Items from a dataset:
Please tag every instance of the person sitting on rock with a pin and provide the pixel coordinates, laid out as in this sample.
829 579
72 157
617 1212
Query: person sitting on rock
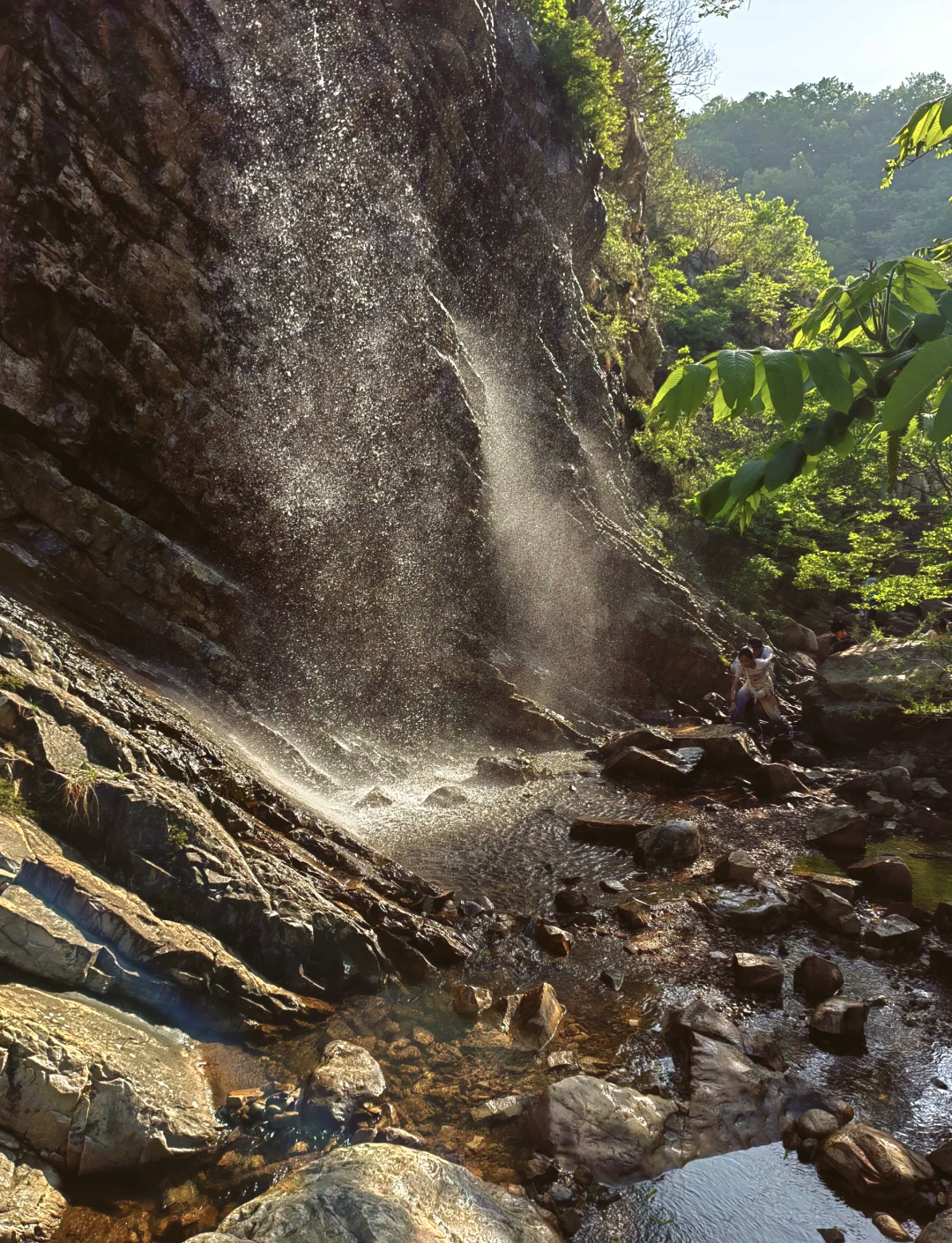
755 678
842 636
740 695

→ **ABOUT THIS EXERCISE**
Could you retype all the entries exactly, skipping the pictures?

→ **RESULT OF THIS TASK**
Please tag every instance of the person sitting on rock with a pin and provide the pixel coordinates, laid out as in this sample.
829 579
72 157
617 1212
Query: person sitting on rock
755 678
842 636
740 695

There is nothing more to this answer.